Consigne - Rédigez la suite de la critique du film « Une bataille après l’autre », en reprenant juste après sa dernière phrase.
------ Texte ------
Bourgeoisie culturelle et révolution – sur « Une bataille après l’autre »

C’est presque de la science expérimentale : dès que la critique bourgeoise se pique de politique, elle se mange la porte. Logiquement, « Une bataille après l’autre » l’a enthousiasmée. Les frissons et les « jubilations » de la bourgeoisie culturelle sont les baromètres de l’innocuité politique. S’il ne donnait pas dans la critique bourgeoise, l’article de Jérôme Momcilovic publié ici-même ne manquait pas d’enthousiasme ; celui-ci, que nous publions en contrepoint, rédigé depuis le point de vue de l’analyse politique, rappelle que la critique des films est une discipline plurielle, polémique et singulièrement vitaminée.

Arts

Si la critique était une science, on lui connaitrait au moins deux lois. L’une locale, relative aux films de Paul-Thomas Anderson (désormais PTA) : PTA ne fait des bons films qu’avec Daniel Day-Lewis, tout le reste est sans intérêt. Disons : de l’honnête cinéma, très bien réalisé et agréable à regarder, sans plus. Il ne s’élève au génie, mais alors là pour de bon, qu’en la présence de Daniel Day-Lewis. There will be blood, Phantom thread : ce sont des chefs d’œuvre – d’où l’on conclut logiquement que, à réalisateur invariant, c’est l’acteur qui fait la différence, et que s’il la fait, ça n’est pas seulement parce qu’il joue mais sans doute parce qu’il a pris le film en mains. Deuxième loi, elle générale – et sans doute applicable bien au-delà du champ de la critique cinématographique : la « pensée politique » de la critique, c’est-à-dire en fait la pensée politique de la bourgeoisie culturelle, est d’une irréparable nullité.

Application immédiate de la loi locale : pas de Daniel Day-Lewis, pas de bon film – Une bataille après l’autre. On ne parlera même pas des volumes de musique du début, aussi assommants que dépourvus de nécessité – à part de soulignement épique de la « révolution –, de l’indigence de sa conclusion familiale, ni même de sa demi-heure en trop de poursuites à belles images mais à épais suspens, pour ne rien dire des énormités comme le bureau chambre à gaz du « siège social » ultra-moderne des nouveaux nazis – ils sont décidément indécrottables –, évidemment muni comme il se doit de son petit crématoire incorporé, mais du dernier design et d’une parfaite discrétion – au cas, donc, où on n’aurait pas compris : ils reviennent. On laissera de côté également les sales manies de la citation, kubrickiennes en l’occurrence : un petit tour de travelling sur l’homme en kaki façon Full metal jacket, un petit coup de Docteur Folamour avec les évocations de substances vitales du colonel Tétanos (Lockjaw), incarné sans finesse excessive par Sean Penn, énorme clin d’œil du gauchiste notoire jeté dans le délicieux contre-emploi du fasciste dégoupillé.
------ Données ------
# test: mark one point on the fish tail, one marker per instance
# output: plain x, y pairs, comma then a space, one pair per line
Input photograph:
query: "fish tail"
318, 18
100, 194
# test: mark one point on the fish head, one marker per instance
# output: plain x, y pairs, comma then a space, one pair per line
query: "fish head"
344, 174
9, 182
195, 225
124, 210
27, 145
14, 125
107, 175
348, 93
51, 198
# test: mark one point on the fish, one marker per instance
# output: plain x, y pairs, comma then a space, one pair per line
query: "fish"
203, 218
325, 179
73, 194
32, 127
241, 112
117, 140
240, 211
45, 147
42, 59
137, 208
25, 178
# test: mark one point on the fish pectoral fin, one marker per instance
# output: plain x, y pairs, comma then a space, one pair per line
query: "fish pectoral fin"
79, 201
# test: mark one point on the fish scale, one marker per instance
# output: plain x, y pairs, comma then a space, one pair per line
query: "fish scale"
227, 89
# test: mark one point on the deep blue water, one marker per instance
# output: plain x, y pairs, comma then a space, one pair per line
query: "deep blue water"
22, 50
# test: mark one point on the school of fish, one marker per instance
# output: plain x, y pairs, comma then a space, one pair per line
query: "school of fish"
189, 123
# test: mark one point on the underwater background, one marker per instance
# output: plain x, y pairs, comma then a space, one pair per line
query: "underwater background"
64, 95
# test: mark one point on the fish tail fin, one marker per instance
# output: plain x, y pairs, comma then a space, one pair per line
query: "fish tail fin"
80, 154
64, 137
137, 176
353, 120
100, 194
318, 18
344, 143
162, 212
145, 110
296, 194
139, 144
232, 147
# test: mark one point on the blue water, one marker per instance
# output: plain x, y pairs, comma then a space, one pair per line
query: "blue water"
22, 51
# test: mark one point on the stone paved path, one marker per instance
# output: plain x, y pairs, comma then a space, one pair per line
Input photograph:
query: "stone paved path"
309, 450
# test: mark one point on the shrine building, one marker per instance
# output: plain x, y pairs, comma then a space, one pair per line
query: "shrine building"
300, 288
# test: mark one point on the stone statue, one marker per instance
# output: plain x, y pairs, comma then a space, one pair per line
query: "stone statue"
------
Résultat attendu -
Politique et non-politique

Le point le plus tristement décevant du film est ailleurs – se trouvant d’ailleurs être celui où il est le plus unanimement célébré : « la politique », « la révolution ». Jérôme Momcilovic, qui a aimé le film, n’en voit pas moins que PTA « fait non-politiquement un film non-politique ». On demande tout de même au passage : quelle idée de s’emparer aussi non-politiquement d’une matière aussi politique ? Si c’était pour le plaisir post-moderne désabusé de tout dépolitiser, y compris ce qui est directement politique, on n’est pas sûr dans la situation présente (vaut aussi bien pour les Etats-Unis que pour la France) d’en faire un motif d’enthousiasme. Mais l’on sait bien que dépolitiser est encore une opération suprêmement politique, la plus vicieuse ou la plus inconsciente, c’est selon, et souvent un mélange des deux.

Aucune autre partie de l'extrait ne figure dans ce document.